EXTRACT
Deresiewicz’s essay is a remarkable concatenation of genuine self-reflection and analysis, unattractive self-pity, noblesse oblige, and a measure of hard-headed thinking about the way the world really works – especially in those bastions of privilege, America’s Ivy League universities. Witness all of these themes competing for air in just a couple of paragraphs:

The first disadvantage of an elite education, as I learned in my kitchen that day, is that it makes you incapable of talking to people who aren’t like you. Elite schools pride themselves on their diversity, but that diversity is almost entirely a matter of ethnicity and race. With respect to class, these schools are largely—indeed increasingly—homogeneous. Visit any elite campus in our great nation and you can thrill to the heartwarming spectacle of the children of white businesspeople and professionals studying and playing alongside the children of black, Asian, and Latino businesspeople and professionals. At the same time, because these schools tend to cultivate liberal attitudes, they leave their students in the paradoxical position of wanting to advocate on behalf of the working class while being unable to hold a simple conversation with anyone in it. Witness the last two Democratic presidential nominees, Al Gore and John Kerry: one each from Harvard and Yale, both earnest, decent, intelligent men, both utterly incapable of communicating with the larger electorate.

But it isn’t just a matter of class. My education taught me to believe that people who didn’t go to an Ivy League or equivalent school weren’t worth talking to, regardless of their class. I was given the unmistakable message that such people were beneath me. We were “the best and the brightest,” as these places love to say, and everyone else was, well, something else: less good, less bright. I learned to give that little nod of understanding, that slightly sympathetic “Oh,” when people told me they went to a less prestigious college. (If I’d gone to Harvard, I would have learned to say “in Boston” when I was asked where I went to school—the Cambridge version of noblesse oblige.) I never learned that there are smart people who don’t go to elite colleges, often precisely for reasons of class. I never learned that there are smart people who don’t go to college at all.

I'm from a background -- rural and blue-collar -- quite unlike the author's, so I found his agonized interactions with his home-maintenance contractors a bit hard to sympathize with. I also find his description of recent presidential candidates unintentionally hilarious in its ingenuousness.

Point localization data
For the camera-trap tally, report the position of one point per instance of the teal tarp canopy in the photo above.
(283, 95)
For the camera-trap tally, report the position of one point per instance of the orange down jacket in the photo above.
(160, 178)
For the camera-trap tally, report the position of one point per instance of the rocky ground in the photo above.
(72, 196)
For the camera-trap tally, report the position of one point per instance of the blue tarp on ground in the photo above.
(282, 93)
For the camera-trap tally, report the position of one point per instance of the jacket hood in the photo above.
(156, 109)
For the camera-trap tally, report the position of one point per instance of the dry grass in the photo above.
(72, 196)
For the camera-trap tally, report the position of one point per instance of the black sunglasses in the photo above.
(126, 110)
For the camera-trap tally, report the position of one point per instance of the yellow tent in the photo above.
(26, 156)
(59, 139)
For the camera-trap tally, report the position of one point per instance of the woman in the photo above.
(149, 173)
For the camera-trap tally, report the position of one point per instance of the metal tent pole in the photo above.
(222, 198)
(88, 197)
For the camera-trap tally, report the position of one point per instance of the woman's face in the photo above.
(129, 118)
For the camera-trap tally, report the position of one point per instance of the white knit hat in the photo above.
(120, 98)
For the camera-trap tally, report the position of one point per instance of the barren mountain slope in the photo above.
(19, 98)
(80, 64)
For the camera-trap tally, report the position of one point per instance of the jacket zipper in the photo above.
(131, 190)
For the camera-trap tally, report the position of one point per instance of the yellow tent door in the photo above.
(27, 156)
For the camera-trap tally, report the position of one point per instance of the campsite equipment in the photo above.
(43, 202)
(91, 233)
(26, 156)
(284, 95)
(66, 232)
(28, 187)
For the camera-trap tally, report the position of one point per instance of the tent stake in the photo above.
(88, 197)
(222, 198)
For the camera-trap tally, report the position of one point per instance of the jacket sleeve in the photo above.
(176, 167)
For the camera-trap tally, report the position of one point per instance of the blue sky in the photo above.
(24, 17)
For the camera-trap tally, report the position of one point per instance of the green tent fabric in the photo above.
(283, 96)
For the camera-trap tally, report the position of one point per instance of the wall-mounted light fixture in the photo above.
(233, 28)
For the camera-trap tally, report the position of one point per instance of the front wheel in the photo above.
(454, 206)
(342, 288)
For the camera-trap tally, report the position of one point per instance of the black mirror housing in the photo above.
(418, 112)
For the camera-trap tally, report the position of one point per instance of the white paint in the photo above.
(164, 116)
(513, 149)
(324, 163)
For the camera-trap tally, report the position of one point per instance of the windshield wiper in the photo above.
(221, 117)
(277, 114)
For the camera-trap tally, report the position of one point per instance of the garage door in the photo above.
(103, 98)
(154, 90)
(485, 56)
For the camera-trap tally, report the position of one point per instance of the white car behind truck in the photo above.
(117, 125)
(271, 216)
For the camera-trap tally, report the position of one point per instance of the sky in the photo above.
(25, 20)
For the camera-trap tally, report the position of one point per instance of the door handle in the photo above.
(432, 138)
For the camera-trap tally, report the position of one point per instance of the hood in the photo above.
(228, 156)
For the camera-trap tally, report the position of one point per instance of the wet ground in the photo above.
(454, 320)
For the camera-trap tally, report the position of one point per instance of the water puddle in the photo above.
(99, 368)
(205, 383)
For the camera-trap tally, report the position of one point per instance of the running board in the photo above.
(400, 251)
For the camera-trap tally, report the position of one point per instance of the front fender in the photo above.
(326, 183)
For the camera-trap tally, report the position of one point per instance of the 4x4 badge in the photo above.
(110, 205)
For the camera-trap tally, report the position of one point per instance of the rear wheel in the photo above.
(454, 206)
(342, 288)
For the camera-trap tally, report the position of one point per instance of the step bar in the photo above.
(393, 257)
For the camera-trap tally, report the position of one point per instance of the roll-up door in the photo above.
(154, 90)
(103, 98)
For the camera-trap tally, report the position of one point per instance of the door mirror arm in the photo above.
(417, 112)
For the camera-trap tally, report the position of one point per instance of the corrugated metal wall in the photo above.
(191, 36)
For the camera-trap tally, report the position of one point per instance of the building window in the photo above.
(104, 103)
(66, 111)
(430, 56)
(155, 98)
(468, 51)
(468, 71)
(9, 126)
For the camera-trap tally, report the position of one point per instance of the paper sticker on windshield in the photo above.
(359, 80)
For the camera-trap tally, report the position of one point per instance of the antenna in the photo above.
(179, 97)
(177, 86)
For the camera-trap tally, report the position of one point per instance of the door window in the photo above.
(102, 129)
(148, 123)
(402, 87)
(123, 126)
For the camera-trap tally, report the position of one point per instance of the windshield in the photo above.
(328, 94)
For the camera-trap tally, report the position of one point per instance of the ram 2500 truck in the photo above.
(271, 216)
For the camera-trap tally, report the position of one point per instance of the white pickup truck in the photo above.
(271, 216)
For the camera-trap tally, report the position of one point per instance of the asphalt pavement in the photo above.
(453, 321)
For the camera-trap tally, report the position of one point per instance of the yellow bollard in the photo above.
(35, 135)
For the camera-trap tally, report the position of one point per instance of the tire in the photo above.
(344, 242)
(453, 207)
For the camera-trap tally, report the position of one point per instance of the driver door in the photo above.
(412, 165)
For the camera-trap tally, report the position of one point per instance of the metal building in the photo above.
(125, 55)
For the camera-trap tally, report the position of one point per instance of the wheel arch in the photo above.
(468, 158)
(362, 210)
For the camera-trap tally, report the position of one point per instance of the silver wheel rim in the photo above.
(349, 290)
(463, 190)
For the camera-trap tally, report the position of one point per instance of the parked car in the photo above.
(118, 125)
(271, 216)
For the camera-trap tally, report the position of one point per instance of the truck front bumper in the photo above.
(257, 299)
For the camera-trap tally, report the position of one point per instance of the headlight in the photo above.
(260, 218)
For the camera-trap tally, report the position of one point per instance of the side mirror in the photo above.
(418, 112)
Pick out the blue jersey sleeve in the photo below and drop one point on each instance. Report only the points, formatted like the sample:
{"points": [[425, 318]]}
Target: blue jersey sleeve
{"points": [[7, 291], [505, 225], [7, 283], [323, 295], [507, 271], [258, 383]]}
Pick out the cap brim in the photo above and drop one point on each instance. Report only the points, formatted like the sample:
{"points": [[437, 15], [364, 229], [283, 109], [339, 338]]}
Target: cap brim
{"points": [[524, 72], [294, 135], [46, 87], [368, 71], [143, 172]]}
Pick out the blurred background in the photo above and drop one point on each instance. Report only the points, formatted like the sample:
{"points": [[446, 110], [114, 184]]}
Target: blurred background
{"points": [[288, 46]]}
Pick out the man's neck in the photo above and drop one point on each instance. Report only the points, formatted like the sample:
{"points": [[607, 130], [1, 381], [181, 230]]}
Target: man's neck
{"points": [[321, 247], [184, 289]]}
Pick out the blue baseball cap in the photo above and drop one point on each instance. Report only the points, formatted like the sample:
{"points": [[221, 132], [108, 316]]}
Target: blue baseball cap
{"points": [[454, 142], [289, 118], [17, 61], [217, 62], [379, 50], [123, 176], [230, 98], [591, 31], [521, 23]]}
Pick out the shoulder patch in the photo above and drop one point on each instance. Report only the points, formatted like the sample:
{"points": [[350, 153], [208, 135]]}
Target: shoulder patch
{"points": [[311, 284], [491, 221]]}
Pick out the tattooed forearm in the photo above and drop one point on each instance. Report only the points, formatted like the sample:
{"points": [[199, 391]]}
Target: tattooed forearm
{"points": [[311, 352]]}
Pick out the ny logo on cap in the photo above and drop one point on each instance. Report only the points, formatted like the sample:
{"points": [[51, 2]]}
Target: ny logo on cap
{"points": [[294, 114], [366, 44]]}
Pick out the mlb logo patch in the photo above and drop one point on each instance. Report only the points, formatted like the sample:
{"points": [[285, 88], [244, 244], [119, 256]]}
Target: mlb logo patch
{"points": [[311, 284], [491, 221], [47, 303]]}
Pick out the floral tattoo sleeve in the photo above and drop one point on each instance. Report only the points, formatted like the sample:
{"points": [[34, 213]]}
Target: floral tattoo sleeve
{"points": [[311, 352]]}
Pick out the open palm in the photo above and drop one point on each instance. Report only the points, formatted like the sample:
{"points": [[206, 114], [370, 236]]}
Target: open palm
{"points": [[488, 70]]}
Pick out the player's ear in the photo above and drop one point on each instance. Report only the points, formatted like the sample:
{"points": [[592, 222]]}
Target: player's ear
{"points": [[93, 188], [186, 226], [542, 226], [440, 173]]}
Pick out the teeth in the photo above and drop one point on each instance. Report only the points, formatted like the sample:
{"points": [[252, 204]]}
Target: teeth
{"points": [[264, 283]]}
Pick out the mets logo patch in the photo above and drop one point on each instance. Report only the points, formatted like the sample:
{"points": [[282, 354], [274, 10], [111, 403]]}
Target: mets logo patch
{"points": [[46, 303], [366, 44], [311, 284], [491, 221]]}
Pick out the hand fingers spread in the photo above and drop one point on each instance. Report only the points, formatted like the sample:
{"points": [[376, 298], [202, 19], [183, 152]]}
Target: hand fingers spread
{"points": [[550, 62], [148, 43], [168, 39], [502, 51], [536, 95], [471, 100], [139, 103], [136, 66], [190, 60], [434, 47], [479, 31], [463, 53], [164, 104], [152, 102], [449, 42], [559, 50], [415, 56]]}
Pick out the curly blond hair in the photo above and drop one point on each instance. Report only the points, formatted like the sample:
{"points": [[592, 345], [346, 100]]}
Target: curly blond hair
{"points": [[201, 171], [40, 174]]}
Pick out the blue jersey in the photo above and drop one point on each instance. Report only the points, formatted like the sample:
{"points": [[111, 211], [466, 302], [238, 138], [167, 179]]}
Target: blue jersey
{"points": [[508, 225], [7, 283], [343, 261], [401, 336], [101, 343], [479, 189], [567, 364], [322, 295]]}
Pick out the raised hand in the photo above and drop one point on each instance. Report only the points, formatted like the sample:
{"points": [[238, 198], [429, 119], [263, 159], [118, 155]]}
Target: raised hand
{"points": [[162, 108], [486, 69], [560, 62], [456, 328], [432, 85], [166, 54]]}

ACTION ITEM
Set down the part of the passage on elite education that begins at the words "I'm from a background" and stops after the words "in its ingenuousness.".

RESULT OF THE EXERCISE
I'm from a background -- rural and blue-collar -- quite unlike the author's, so I found his agonized interactions with his home-maintenance contractors a bit hard to sympathize with. I also find his description of recent presidential candidates unintentionally hilarious in its ingenuousness.